[Items listed in a dataset]
========================================

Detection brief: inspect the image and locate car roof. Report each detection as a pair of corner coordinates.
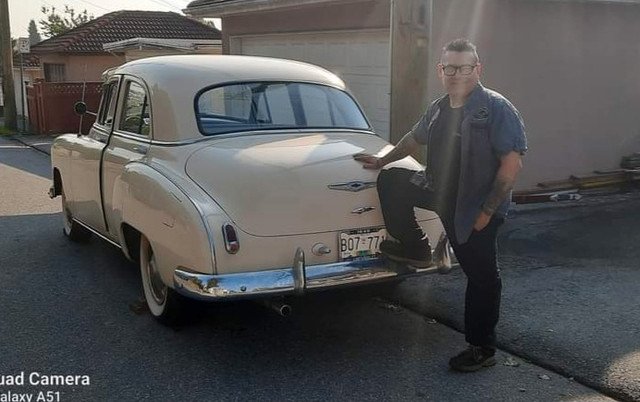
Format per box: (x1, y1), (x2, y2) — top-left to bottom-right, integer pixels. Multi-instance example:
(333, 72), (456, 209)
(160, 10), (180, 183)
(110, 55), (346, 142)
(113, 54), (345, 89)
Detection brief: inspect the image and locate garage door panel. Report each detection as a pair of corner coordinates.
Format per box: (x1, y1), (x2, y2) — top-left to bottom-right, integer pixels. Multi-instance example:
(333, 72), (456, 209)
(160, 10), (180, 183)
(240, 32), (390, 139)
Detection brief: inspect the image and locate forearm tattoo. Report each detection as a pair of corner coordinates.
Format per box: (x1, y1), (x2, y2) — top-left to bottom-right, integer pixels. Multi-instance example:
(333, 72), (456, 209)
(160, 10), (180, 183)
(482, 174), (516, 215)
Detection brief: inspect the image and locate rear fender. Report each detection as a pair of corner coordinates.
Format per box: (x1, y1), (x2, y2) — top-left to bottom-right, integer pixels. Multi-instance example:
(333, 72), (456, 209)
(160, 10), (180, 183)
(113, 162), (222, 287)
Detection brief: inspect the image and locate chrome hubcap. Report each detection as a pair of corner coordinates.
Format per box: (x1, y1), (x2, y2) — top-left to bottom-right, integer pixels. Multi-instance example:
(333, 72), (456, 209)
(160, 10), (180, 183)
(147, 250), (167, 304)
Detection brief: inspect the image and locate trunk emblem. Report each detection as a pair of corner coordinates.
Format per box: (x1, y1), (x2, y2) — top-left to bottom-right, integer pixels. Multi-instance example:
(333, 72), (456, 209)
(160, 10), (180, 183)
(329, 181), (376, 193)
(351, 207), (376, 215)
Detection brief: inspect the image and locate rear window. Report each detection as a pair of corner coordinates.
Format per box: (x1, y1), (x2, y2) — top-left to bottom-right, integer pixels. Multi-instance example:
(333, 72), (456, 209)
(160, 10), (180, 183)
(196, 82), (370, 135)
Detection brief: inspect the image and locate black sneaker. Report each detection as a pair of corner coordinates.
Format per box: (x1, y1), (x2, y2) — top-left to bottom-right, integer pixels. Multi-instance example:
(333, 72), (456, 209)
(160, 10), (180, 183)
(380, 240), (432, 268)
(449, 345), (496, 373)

========================================

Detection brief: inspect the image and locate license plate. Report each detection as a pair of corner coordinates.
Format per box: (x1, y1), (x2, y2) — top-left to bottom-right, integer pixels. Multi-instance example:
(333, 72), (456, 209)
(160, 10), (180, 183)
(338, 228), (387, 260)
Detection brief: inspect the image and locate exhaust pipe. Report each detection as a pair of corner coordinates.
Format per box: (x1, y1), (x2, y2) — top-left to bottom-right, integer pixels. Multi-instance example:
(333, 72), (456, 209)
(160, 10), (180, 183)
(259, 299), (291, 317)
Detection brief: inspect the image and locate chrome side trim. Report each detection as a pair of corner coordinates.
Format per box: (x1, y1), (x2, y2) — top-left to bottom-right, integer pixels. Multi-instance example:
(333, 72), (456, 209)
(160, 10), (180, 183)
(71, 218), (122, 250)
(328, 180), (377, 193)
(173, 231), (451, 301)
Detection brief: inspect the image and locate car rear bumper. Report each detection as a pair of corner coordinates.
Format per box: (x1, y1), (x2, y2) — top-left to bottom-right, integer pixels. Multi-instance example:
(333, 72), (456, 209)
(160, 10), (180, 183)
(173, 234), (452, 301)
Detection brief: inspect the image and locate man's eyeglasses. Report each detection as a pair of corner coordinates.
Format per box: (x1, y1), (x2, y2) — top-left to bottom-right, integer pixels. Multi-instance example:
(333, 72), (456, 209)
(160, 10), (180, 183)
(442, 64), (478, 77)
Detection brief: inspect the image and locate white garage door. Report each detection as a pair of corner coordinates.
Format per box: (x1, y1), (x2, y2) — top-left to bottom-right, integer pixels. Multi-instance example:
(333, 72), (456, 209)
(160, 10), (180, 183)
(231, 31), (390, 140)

========================================

Given task - Can you rewrite the rows starting at the line containing "Detection brief: inspect the image and locate chrome hubcap." and ending at the line containing "(449, 345), (496, 373)", replacing "trunk emblem" with "trunk badge" and keeping everything else the same?

Written answer -
Detection brief: inspect the image and locate chrome hubcap. Report each detection as a pair of corner coordinates.
Format per box: (x1, y1), (x2, y2) — top-left to bottom-right, integer pixels. Multi-instance example:
(333, 72), (456, 209)
(160, 10), (180, 183)
(147, 250), (167, 304)
Detection brief: inspect the image and locate trunk badge. Report each detection as a pair of corner coordinates.
Format per box: (x1, y1), (x2, y2) — top-left to bottom-right, integer pixels. Multi-instance example:
(333, 72), (456, 209)
(160, 10), (180, 183)
(329, 181), (376, 193)
(351, 207), (376, 215)
Detection brief: inspect the image and locate rear window. Report each detection as a pair of corner coordinates.
Format per box: (x1, y1), (x2, y2) — top-left to bottom-right, integer pixels. Multi-instance example:
(333, 72), (456, 209)
(160, 10), (180, 183)
(196, 82), (370, 135)
Detection brief: inspect the image and locate black sneaker. Report each detection as a pair of corner coordinates.
Format per box: (x1, y1), (x2, y2) — top-left to bottom-right, integer pixels. Multi-instance example:
(333, 72), (456, 209)
(160, 10), (180, 183)
(380, 240), (432, 268)
(449, 345), (496, 373)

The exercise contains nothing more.